Referring expression grounding data:
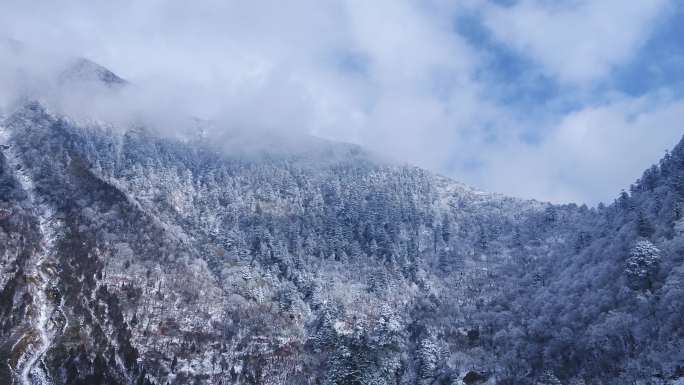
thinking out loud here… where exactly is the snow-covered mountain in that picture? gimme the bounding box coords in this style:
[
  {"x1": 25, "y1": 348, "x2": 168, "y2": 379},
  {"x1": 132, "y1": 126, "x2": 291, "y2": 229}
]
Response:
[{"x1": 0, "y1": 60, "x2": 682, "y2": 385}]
--
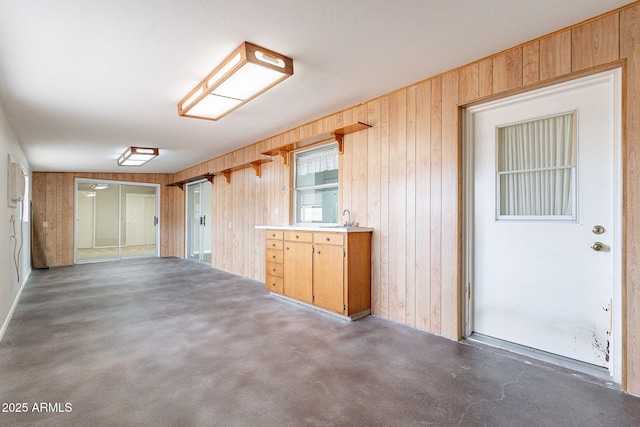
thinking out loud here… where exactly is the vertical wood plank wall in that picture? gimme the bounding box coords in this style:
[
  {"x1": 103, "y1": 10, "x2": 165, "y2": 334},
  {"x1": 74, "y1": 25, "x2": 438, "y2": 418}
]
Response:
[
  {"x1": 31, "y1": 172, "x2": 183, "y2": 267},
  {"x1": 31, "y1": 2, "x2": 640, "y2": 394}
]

YOUR GOAL ::
Go through the entries above and report how many lines hold the word "gimme". Nothing but the number is needed.

TASK ANSWER ::
2